• _Page excerpt_
Stats, analysis, commentary.

Washington Wizards v New York Knicks
Center Marvin Bagley III in his debut with the Washington Wizards.
Photo by Nathaniel S. Butler/NBAE via Getty Images

The Wizards bounced back from a lackluster defeat to the Detroit Pistons to give a better effort in New York. It wasn’t enough, and they lost again to Jalen Brunson and the Knicks.

It was an ugly game with poor shooting, turnovers, and the usual inordinate amount of whining to the refs (from both teams). The Wizards shot a bit worse, Brunson kept making plays — he scored 20 in the fourth quarter — and that was just enough for the Knicks to eke out a win.

Washington’s defensive effort looked better in the first half than it did a couple nights previous against Detroit. They still gave up open threes, which the Knicks mostly missed (4-21 from three in the first half), but there was better focus on assignments and execution. In the second half, New York’s shooters reverted to their mean, and they hit 9-17 from deep.

Three or four times in the second half, the Knicks seemed poised to blow the game open. Each time, their lead stalled at nine, and Washington clawed back. That included a Julius Randle three that put New York up nine with 59 seconds to play. Washington responded with Jordan Poole getting fouled taking a three and hitting all three free throws. He then got a steal (with a little help from video replay) from Randle and knocked down a pair of free throws.

That cut the deficit to four, which was as close as the Wizards got. After a Brunson turnover, Poole tossed up an ill-advised three with 19 seconds left (which he missed), and all it took from there was New York making some free throws.

None of the above should be read as me saying the Wizards played well. They did not. They did give a professional effort, and if they’d worked more diligently to generate better shots, they might have even won.

Musings & Observations

  • Starting in place of Daniel Gafford (sidelined after sustaining a concussion against the Pistons), the newly acquired Marvin Bagley III was competent. He had 20 points on 10-16 shooting, 11 rebounds (including 6 offensive boards), 2 assists, 2 steals and three blocks. He also had 3 turnovers, but he held his own inside against a rugged Knicks team.
  • Corey Kispert made shots (4-5 from the floor, 2-3 from deep) and grabbed four rebounds. The Knicks offense was at its worst when he was out there. Kispert had the good fortune of going against Even Fournier and Quentin Grimes, who shot a combined 0-9 from the floor.

• _Records shown_

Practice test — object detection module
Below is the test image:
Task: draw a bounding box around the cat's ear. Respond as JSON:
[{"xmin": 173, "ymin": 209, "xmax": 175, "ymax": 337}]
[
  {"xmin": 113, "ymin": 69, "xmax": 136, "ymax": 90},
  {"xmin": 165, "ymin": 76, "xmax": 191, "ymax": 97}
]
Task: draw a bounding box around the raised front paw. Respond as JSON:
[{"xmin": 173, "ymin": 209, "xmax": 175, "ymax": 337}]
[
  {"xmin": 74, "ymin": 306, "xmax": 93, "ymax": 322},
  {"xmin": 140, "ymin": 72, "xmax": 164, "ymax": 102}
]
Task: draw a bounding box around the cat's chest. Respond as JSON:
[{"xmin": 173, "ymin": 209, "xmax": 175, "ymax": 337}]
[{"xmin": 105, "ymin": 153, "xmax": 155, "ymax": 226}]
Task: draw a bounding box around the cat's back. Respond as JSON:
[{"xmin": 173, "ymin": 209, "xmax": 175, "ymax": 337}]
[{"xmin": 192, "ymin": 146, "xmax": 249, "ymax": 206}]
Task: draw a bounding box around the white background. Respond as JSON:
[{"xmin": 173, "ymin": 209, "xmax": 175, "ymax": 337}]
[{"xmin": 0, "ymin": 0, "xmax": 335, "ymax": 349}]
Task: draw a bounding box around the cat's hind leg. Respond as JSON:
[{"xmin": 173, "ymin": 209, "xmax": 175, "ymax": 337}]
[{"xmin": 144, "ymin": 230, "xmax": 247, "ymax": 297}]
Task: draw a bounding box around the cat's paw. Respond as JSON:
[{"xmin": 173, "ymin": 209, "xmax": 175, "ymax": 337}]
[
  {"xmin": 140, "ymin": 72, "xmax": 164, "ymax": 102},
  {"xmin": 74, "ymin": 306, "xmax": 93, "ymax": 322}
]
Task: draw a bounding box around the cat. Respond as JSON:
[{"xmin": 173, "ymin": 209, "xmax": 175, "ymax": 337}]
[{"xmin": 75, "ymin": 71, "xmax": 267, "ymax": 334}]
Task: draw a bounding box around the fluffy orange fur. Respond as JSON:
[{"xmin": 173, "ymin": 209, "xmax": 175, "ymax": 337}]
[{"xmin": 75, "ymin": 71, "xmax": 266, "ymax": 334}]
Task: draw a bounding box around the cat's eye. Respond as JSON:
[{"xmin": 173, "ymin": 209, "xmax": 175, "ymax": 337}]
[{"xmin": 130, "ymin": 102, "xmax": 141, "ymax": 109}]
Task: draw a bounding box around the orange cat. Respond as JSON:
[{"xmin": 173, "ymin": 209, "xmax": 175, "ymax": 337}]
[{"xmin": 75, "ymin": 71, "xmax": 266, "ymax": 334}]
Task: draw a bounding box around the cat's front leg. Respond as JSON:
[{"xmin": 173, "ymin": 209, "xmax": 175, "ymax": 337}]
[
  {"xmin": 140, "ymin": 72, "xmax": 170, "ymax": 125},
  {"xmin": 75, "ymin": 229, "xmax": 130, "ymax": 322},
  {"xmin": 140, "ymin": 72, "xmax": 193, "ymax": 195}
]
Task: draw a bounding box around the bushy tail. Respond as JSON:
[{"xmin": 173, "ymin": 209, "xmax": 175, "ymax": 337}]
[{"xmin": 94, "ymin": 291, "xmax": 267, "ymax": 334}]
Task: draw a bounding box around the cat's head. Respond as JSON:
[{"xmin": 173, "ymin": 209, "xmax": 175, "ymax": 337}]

• _The request_
Pick up the recap of the Wizards–Knicks game where it stops and continue writing it.

• _Task answer_
  • Tyus Jones couldn’t make shots (1-6 from the floor and 0-3 from three), but he dished 15 assists to 1 turnover and came up with three steals.
  • Jordan Poole was...okay. His shot selection and shot making was cringey (7-19 from the field and 2-9 from three), but he went 8-8 from the free throw line and avoided making turnovers. His steal against Randle in the fourth quarter was daring and impressive. His forced three a couple possessions later effectively extinguished any chance Washington had of winning.
  • Kyle Kuzma had another rough and inefficient game. He scored 15 points on 16 shots, hit just 1-of-5 from three, and could manage just 6 rebounds in 39 minutes. He produced five assists...and three turnovers. His defense was a mixed bag. His offensive rating (points produced per possession x 100) was 83 on a usage rate of 20.3%. Not too good.
  • Deni Avdija had a bad game — 15 points on 5-13 shooting, including 0-3 on threes. He had 1 assist, 2 turnovers, and fouled out late. He had a handful of good defensive possessions, and he got some rebounds and went 5-5 from the free throw line. The team was -16 with him out there.

Four Factors

Below are the four factors that decide wins and losses in basketball — shooting (efg), rebounding (offensive rebounds), ball handling (turnovers), fouling (free throws made).

Four Factors: Wizards at Knicks

EFG 0.511 0.529
OREB 9 7
TOV 12 17
FTM 17 22
PACE 103
ORTG 105 109

Stats & Metrics

Below are a few performance metrics, including the Player Production Average (PPA) Game Score. PPA is my overall production metric, which credits players for things they do that help a team win (scoring, rebounding, playmaking, defending) and dings them for things that hurt (missed shots, turnovers, bad defense, fouls).

Game Score (GmSC) converts individual production into points on the scoreboard. The scale is the same as points and reflects each player’s total contributions for the game. The lowest possible GmSC is zero.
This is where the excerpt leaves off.